Information shown

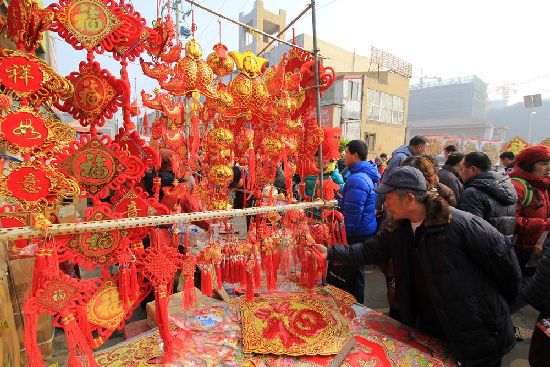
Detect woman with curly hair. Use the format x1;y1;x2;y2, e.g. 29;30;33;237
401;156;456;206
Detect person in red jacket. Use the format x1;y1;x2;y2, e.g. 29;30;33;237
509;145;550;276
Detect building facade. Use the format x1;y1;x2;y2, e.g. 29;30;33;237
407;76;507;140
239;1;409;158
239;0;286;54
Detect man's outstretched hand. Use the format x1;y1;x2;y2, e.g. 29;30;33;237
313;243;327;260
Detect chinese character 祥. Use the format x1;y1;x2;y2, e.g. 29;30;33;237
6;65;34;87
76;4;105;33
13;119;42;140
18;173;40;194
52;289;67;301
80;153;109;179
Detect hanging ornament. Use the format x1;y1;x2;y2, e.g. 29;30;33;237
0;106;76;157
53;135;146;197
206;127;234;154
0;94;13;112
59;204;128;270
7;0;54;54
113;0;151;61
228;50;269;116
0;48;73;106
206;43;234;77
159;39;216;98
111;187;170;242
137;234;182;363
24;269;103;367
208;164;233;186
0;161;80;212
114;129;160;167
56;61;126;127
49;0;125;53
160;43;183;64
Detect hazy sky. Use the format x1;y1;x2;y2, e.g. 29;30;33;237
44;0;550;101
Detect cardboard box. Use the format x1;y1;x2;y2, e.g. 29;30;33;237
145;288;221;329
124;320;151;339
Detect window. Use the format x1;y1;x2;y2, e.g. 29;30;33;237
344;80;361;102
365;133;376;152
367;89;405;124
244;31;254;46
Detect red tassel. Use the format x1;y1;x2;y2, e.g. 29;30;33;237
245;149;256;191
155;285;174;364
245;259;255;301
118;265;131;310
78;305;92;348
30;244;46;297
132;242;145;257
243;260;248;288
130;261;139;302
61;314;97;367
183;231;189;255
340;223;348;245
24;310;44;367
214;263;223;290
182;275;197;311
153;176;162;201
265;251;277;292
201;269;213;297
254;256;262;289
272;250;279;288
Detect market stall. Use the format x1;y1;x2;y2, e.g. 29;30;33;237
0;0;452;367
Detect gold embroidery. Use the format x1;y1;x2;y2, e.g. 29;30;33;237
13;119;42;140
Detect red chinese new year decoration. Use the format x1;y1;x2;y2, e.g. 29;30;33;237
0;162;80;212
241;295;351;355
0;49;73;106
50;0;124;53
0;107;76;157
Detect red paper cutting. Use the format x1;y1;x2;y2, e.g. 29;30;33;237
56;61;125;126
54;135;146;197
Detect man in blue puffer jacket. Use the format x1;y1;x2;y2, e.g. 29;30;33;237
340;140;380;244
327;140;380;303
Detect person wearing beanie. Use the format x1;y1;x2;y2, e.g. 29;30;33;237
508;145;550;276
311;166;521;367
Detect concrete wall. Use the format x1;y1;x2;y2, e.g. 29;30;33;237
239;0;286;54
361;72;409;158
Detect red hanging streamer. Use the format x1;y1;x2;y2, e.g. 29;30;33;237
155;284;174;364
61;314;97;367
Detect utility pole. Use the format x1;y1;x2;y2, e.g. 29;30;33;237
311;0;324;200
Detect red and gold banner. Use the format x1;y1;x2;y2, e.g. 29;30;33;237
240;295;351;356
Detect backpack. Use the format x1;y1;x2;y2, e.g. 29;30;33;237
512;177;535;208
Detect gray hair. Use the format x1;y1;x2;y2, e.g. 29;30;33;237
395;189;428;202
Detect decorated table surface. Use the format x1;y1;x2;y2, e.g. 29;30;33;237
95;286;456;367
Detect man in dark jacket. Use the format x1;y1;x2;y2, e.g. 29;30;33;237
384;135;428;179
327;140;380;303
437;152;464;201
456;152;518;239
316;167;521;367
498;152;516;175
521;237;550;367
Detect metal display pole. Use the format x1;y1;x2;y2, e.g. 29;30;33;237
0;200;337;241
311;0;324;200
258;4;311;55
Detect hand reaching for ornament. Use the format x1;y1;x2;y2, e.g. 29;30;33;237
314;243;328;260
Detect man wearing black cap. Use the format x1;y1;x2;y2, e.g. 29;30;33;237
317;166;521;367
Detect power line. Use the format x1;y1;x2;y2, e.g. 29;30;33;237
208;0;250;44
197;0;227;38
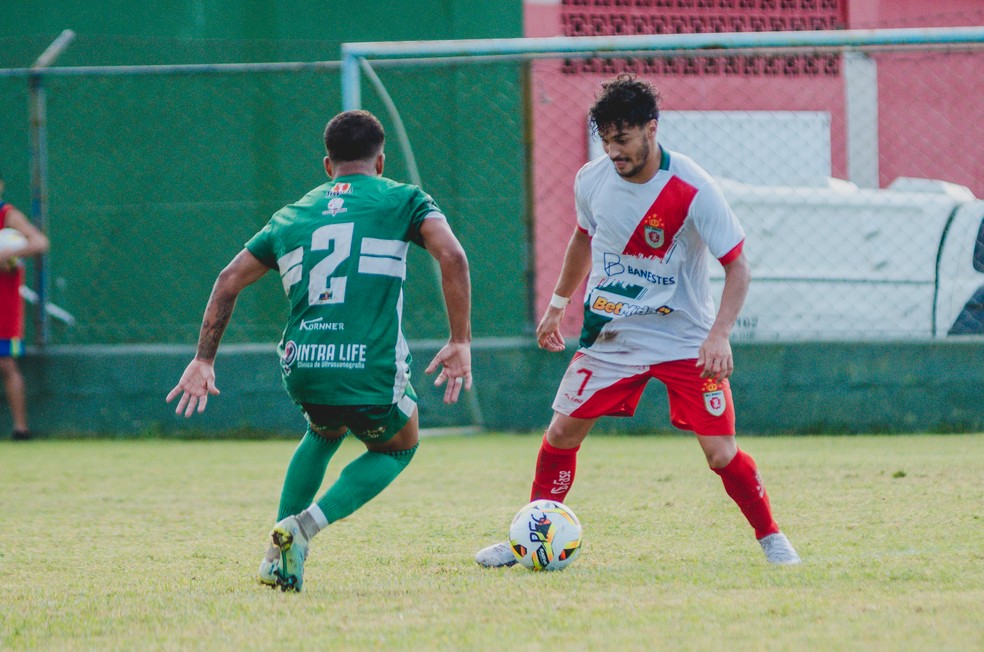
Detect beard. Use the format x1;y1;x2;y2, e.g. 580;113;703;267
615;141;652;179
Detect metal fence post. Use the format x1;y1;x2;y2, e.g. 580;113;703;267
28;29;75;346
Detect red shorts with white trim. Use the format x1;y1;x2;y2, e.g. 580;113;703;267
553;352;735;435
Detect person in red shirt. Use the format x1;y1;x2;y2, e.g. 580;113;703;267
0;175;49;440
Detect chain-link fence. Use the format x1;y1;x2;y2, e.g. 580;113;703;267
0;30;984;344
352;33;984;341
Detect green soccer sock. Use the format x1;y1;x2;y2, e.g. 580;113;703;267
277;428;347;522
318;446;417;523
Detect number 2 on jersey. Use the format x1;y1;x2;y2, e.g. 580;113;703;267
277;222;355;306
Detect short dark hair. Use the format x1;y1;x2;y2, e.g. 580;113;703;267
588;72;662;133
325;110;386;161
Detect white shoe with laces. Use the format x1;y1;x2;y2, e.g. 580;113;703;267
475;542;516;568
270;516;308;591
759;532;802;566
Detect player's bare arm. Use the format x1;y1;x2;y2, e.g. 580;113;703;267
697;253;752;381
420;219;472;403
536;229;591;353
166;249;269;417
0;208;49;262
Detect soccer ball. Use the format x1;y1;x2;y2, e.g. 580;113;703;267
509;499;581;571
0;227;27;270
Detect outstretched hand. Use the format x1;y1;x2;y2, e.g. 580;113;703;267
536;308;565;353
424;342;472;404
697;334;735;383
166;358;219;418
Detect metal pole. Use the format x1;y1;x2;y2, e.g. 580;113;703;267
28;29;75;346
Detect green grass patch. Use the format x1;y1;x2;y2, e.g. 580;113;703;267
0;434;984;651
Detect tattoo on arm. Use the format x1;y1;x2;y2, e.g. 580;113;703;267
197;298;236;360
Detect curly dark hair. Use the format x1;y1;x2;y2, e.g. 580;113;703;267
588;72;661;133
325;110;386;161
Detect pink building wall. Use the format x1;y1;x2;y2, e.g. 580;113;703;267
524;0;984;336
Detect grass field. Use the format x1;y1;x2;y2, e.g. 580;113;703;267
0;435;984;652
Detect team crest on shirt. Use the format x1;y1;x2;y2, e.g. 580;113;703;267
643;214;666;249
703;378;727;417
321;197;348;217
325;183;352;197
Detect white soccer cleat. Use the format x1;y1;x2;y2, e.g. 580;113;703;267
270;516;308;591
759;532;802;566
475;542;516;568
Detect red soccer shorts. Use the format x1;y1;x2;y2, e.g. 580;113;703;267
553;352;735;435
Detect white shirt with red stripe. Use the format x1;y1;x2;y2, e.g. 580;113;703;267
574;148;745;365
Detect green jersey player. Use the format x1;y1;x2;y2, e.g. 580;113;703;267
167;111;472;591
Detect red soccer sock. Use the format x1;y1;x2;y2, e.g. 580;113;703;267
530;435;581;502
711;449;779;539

Given request
Rewrite all of the material above as a numbered list, one line per item, skipping any blank lines. Leave the pictures out.

In response
1. Detect woman with curly hair. Use the format x1;y1;x2;y2, e.g. 29;30;33;237
2. 401;156;456;206
3. Detect person in red jacket. Use the format x1;y1;x2;y2, e.g. 29;30;33;237
4. 509;145;550;276
5. Detect building facade. Use the format x1;y1;x2;y2, e.g. 29;30;33;237
6. 407;76;507;140
7. 239;1;409;158
8. 239;0;286;54
9. Detect man's outstretched hand. Use the format x1;y1;x2;y2, e.g. 29;30;33;237
10. 313;243;327;260
11. Detect chinese character 祥. Use the format x1;y1;x2;y2, e.g. 29;30;33;237
12. 6;65;34;87
13. 76;4;105;33
14. 13;119;42;140
15. 18;173;40;194
16. 52;289;67;301
17. 80;153;109;179
18. Detect hanging ornament. Use the format x1;y1;x2;y2, e.g. 29;30;33;237
19. 0;106;76;157
20. 53;135;146;197
21. 206;127;234;154
22. 0;94;13;112
23. 59;204;128;270
24. 7;0;54;54
25. 113;0;151;61
26. 228;50;269;116
27. 0;48;73;106
28. 206;43;234;77
29. 159;39;216;98
30. 111;187;170;242
31. 137;234;182;363
32. 24;269;103;367
33. 208;164;233;186
34. 0;161;80;212
35. 114;129;160;167
36. 56;61;126;127
37. 49;0;125;53
38. 160;43;183;64
39. Detect hazy sky. Use the format x1;y1;x2;y2, e.g. 29;30;33;237
40. 44;0;550;101
41. Detect cardboard box. Use the format x1;y1;x2;y2, e.g. 29;30;33;237
42. 145;288;221;329
43. 124;320;151;339
44. Detect window. Use the format x1;y1;x2;y2, e.g. 29;30;33;237
45. 344;80;361;102
46. 365;133;376;152
47. 367;89;405;124
48. 244;31;254;46
49. Detect red tassel. Use the format x1;y1;x2;y2, e.g. 29;30;33;237
50. 245;149;256;191
51. 155;285;174;364
52. 245;259;255;301
53. 118;265;131;310
54. 78;305;92;348
55. 30;244;46;297
56. 132;242;145;257
57. 243;260;248;288
58. 130;261;139;302
59. 61;314;97;367
60. 183;231;189;255
61. 340;223;348;245
62. 24;310;44;367
63. 214;263;223;290
64. 182;275;197;311
65. 153;176;162;201
66. 265;251;277;292
67. 201;269;213;297
68. 254;256;262;289
69. 272;250;279;288
70. Detect market stall. Use the format x1;y1;x2;y2, e.g. 29;30;33;237
71. 0;0;452;367
72. Detect gold embroidery. Use the format x1;y1;x2;y2, e.g. 29;30;33;237
73. 13;119;42;140
74. Detect red chinese new year decoration. Use the format x1;y1;x2;y2, e.g. 29;30;33;237
75. 0;162;80;212
76. 241;295;351;355
77. 0;49;73;106
78. 50;0;124;53
79. 0;107;76;157
80. Detect red paper cutting. Use the format x1;y1;x2;y2, e.g. 29;30;33;237
81. 56;61;125;126
82. 54;135;146;197
83. Detect man in blue puffer jacket. Use the format x1;y1;x2;y2, e.g. 29;30;33;237
84. 340;140;380;244
85. 327;140;380;303
86. Detect person wearing beanie. Use the format x1;y1;x2;y2, e.g. 29;30;33;237
87. 508;145;550;276
88. 311;166;521;367
89. Detect concrete wall. Use the format x1;y1;x2;y2, e.g. 29;30;33;237
90. 239;0;286;54
91. 361;72;409;158
92. Detect red hanging streamer. Use the format x1;y1;x2;y2, e.g. 29;30;33;237
93. 155;284;174;364
94. 61;314;97;367
95. Detect utility pole. Use the format x1;y1;x2;y2, e.g. 29;30;33;237
96. 311;0;324;200
97. Detect red and gold banner. Use the format x1;y1;x2;y2, e.g. 29;30;33;237
98. 240;295;351;356
99. Detect backpack. Use the format x1;y1;x2;y2, e.g. 29;30;33;237
100. 512;177;535;208
101. Detect gray hair. Use the format x1;y1;x2;y2, e.g. 29;30;33;237
102. 395;189;428;202
103. Detect decorated table surface. Use the format x1;y1;x2;y2, e.g. 29;30;33;237
104. 95;286;456;367
105. Detect man in dark jacket. Use the format x1;y1;x2;y2, e.g. 29;30;33;237
106. 384;135;428;179
107. 327;140;380;303
108. 437;152;464;201
109. 456;152;518;239
110. 316;167;521;367
111. 498;152;516;175
112. 521;237;550;367
113. Detect metal display pole. Use the format x1;y1;x2;y2, e.g. 29;30;33;237
114. 0;200;337;241
115. 311;0;324;200
116. 258;4;311;55
117. Detect hand reaching for ornament. Use the format x1;y1;x2;y2, e.g. 29;30;33;237
118. 314;243;328;260
119. Detect man wearing black cap. Use the format x1;y1;x2;y2, e.g. 29;30;33;237
120. 317;166;521;367
121. Detect power line. Use the format x1;y1;x2;y2, e.g. 29;30;33;237
122. 208;0;250;44
123. 197;0;227;38
124. Detect beard. Use the format x1;y1;x2;y2, e.g. 580;113;703;267
125. 615;141;652;179
126. Detect metal fence post. Use the format x1;y1;x2;y2, e.g. 580;113;703;267
127. 28;29;75;346
128. Detect red shorts with white trim. Use the format x1;y1;x2;y2, e.g. 580;113;703;267
129. 553;352;735;435
130. Detect person in red shirt. Use the format x1;y1;x2;y2, e.g. 580;113;703;267
131. 0;175;49;440
132. Detect chain-link fence. Use the format x1;y1;x2;y2, e.g. 580;113;703;267
133. 0;30;984;344
134. 352;33;984;341
135. Detect green soccer sock. Use the format x1;y1;x2;y2, e.g. 580;113;703;267
136. 277;428;347;522
137. 318;446;417;523
138. Detect number 2 on jersey. Use the format x1;y1;x2;y2, e.g. 580;113;703;267
139. 277;222;355;306
140. Detect short dark hair. Use the format x1;y1;x2;y2, e.g. 580;113;703;267
141. 588;72;662;133
142. 325;110;386;161
143. Detect white shoe with laces. Use the format x1;y1;x2;y2, e.g. 580;113;703;267
144. 475;542;516;568
145. 270;516;308;591
146. 759;532;802;566
147. Detect player's bare arm. Use the format x1;y1;x2;y2, e.g. 580;113;703;267
148. 697;253;752;381
149. 420;219;472;403
150. 536;229;591;353
151. 166;249;269;417
152. 0;208;49;262
153. Detect soccer ball. Use the format x1;y1;x2;y2, e.g. 580;113;703;267
154. 509;499;581;571
155. 0;227;27;270
156. Detect outstretched hand. Use the format x1;y1;x2;y2, e.g. 580;113;703;267
157. 536;308;565;353
158. 424;342;472;404
159. 697;334;735;383
160. 166;358;219;418
161. Detect metal pole. Use the format x1;y1;x2;y2, e.g. 580;113;703;267
162. 28;29;75;346
163. Detect green grass patch. Use the format x1;y1;x2;y2, e.g. 580;113;703;267
164. 0;434;984;651
165. Detect tattoo on arm. Use the format x1;y1;x2;y2, e.g. 580;113;703;267
166. 197;298;236;360
167. Detect curly dark hair. Use the format x1;y1;x2;y2, e.g. 580;113;703;267
168. 588;72;661;133
169. 325;110;386;161
170. Detect pink building wall. Use the format x1;y1;x2;y2, e.g. 580;113;703;267
171. 524;0;984;336
172. Detect grass field. Use the format x1;y1;x2;y2, e.g. 580;113;703;267
173. 0;435;984;652
174. Detect team crest on shirt. Use the format x1;y1;x2;y2, e.g. 580;113;703;267
175. 643;214;666;249
176. 703;378;727;417
177. 321;197;348;217
178. 325;183;352;197
179. Detect white soccer cleat. Use the format x1;y1;x2;y2, e.g. 580;113;703;267
180. 270;516;308;591
181. 759;532;802;566
182. 475;542;516;568
183. Detect red soccer shorts. Use the format x1;y1;x2;y2, e.g. 580;113;703;267
184. 553;352;735;435
185. Detect white shirt with red stripe. Use the format x1;y1;x2;y2, e.g. 580;113;703;267
186. 574;148;745;365
187. Detect green jersey player. Use the format x1;y1;x2;y2, e.g. 580;113;703;267
188. 167;111;472;591
189. Detect red soccer sock. Use the format x1;y1;x2;y2, e.g. 580;113;703;267
190. 530;435;581;502
191. 711;449;779;539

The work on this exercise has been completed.